* Excerpt to read *

..........

Haykal Danish

Personal information
- Full name: Muhammad Haykal Danish bin Mohd Haizon
- Date of birth: 5 May 2005 (age 21)
- Place of birth: Meru, Klang, Selangor, Malaysia
- Height: 1.65 m (5 ft 5 in)
- Position: Winger

Team information
- Current team: Selangor

Youth career
- 2021–2022: Mokhtar Dahari Academy
- 2023–: Selangor U-23

Senior career*
- Years: Team / Apps / (Gls)
- 2025–: Selangor

International career
- 2021–2024: Malaysia U19 / 8 / (3)
- 2025–: Malaysia U23 / 1 / (0)

= Haykal Danish =

Malaysian footballer (born 2005)

Muhammad Haykal Danish bin Mohd Haizon (born 5 May 2005) is a Malaysian professional footballer who plays as a winger for Malaysia Super League club Selangor. He has represented Malaysia at youth level.

==Club career==
===Selangor===
Born in Meru, Haykal was a Mokhtar Dahari Academy (AMD) graduate. In June 2022, Haykal was selected to undergo trial training with some football clubs in France and Luxembourg. Later, he joined Selangor reserve team in 2023, carrying out his entire development process in the club's youth sectors.

..........

* Task brief *
Can you copy everything in the Haykal Danish profile from "- 2025–: Malaysia" down to "at youth level.", switching "professional footballer" to "professional football player"? The listing after this plays no part in the work.

..........

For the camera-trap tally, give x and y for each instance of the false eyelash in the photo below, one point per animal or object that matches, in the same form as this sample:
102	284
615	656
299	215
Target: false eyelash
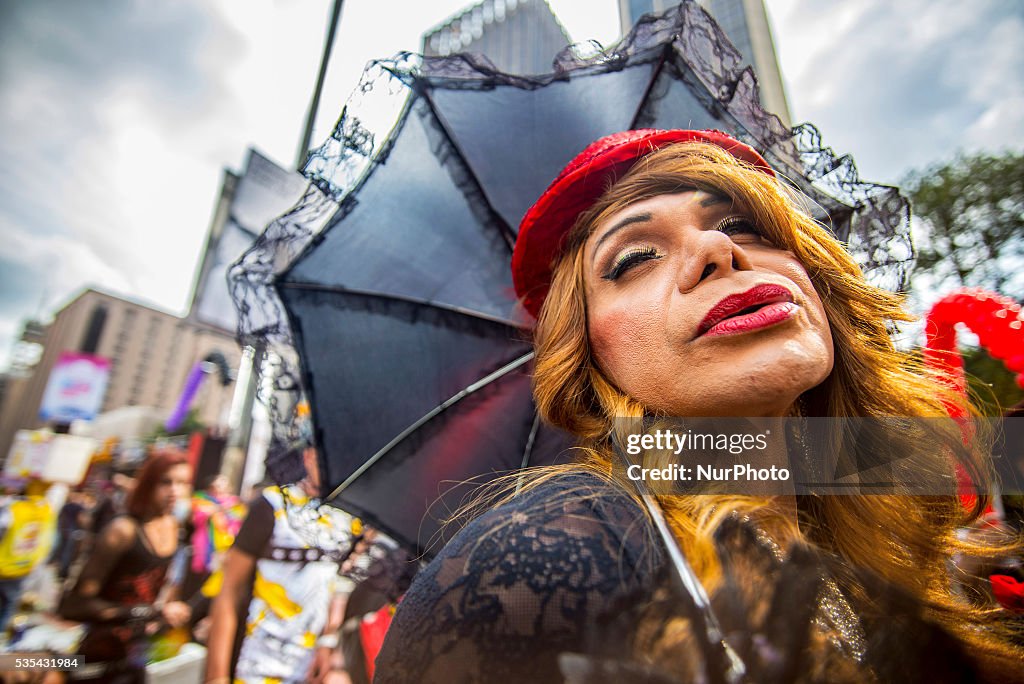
629	259
734	225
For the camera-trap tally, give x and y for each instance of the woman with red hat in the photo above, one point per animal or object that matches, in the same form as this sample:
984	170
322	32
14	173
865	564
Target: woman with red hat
673	274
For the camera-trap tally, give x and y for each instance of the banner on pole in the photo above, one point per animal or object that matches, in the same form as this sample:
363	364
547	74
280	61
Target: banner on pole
76	388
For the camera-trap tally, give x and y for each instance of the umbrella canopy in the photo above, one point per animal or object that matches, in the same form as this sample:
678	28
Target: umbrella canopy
414	352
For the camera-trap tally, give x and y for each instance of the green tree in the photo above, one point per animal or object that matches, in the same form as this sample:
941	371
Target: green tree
971	233
972	211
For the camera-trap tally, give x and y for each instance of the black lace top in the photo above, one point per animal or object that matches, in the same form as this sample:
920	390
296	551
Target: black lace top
520	585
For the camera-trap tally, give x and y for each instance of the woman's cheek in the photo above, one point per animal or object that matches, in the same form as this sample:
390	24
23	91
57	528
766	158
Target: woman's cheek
619	338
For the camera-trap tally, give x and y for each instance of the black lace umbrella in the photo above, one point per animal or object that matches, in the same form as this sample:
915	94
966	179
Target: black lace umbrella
414	353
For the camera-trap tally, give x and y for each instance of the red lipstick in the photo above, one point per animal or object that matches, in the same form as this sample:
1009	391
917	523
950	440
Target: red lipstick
758	307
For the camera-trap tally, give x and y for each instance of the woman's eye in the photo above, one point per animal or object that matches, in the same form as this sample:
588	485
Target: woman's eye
629	259
738	225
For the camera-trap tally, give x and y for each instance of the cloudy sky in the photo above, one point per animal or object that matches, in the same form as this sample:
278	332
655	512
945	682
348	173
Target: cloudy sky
119	116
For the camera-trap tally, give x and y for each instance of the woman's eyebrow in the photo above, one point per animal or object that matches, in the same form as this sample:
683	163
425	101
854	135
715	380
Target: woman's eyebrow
635	218
714	199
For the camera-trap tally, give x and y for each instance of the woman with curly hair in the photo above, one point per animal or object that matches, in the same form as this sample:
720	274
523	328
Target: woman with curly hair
674	276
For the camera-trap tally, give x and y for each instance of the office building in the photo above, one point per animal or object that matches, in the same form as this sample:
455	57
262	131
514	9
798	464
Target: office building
150	351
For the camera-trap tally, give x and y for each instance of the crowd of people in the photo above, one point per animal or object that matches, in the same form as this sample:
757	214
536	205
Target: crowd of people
672	278
141	565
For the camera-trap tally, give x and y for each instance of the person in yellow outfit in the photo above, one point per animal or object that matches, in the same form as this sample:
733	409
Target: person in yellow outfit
28	528
291	583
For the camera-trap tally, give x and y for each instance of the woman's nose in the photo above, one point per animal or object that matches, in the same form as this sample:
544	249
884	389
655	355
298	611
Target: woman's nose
712	254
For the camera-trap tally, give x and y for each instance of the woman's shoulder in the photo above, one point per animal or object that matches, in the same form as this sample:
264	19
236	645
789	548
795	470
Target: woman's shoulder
521	584
580	508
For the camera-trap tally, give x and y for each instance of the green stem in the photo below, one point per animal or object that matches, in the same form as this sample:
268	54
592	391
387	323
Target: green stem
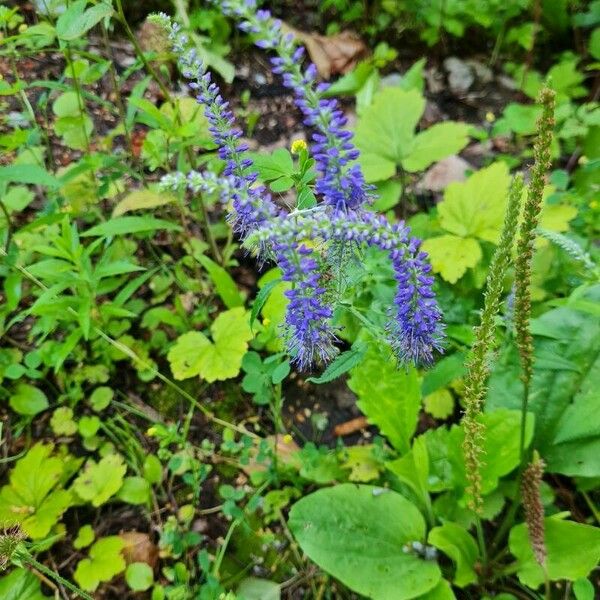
28	560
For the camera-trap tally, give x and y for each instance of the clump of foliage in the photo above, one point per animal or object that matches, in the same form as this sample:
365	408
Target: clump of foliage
169	299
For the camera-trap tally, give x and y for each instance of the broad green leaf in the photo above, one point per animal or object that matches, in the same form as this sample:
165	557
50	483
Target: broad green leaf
21	584
389	397
135	490
28	400
139	576
224	283
220	359
451	256
437	142
105	562
34	498
342	364
183	356
439	404
76	21
562	400
573	550
386	128
125	225
458	544
475	207
413	470
253	588
85	536
100	481
142	199
348	531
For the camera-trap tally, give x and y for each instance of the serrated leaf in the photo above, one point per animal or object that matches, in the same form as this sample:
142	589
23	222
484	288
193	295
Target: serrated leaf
451	256
475	207
347	531
105	562
386	128
194	354
100	481
437	142
34	498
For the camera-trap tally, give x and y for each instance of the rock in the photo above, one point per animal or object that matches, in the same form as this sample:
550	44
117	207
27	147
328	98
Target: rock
460	75
453	168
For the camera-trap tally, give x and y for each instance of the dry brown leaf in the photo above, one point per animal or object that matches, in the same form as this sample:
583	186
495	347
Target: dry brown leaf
139	548
333	54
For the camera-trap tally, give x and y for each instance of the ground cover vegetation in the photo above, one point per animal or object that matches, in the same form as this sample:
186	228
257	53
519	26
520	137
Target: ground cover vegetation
299	300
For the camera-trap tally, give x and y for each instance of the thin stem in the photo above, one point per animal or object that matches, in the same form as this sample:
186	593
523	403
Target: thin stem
28	560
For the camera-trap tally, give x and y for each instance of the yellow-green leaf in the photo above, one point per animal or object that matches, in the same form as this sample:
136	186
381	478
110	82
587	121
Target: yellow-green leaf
451	255
142	199
475	207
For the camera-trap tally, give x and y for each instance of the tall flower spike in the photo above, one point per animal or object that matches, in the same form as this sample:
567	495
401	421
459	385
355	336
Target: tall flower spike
252	205
527	233
534	509
308	332
478	367
341	184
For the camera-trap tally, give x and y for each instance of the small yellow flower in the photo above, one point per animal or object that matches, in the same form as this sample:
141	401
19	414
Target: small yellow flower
298	146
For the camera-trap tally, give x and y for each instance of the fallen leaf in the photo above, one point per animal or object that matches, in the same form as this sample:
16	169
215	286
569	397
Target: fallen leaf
333	54
139	548
447	170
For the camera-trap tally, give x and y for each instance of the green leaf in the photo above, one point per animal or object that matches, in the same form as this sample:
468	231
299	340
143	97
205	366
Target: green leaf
194	354
567	435
62	422
475	207
261	298
28	400
100	481
105	562
135	490
573	550
21	584
141	199
457	543
439	404
125	225
253	588
100	398
34	498
342	364
348	532
437	142
76	21
139	576
224	283
451	255
386	128
85	536
389	397
33	174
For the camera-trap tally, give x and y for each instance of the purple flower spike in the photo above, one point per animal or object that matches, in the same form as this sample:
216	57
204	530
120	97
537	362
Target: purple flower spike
308	332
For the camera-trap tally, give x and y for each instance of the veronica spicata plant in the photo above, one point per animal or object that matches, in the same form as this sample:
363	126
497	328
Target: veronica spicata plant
307	244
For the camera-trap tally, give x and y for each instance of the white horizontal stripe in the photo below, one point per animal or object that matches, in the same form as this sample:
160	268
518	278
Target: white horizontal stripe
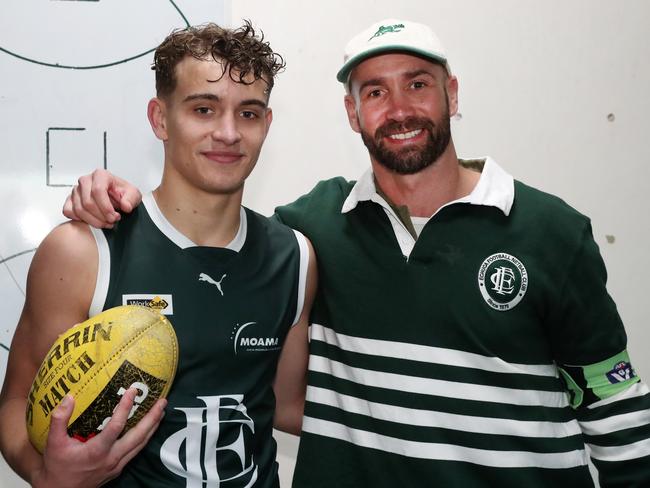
621	453
636	390
428	354
429	418
429	386
616	423
445	452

..........

* Result for this exercise *
- 2025–: Malaysia U23 / 1 / (0)

= Haykal Danish =

Malaysian footballer (born 2005)

Muhammad Haykal Danish bin Mohd Haizon (born 5 May 2005) is a Malaysian professional football player who plays as a winger for Malaysia Super League club Selangor. He has represented Malaysia at youth level.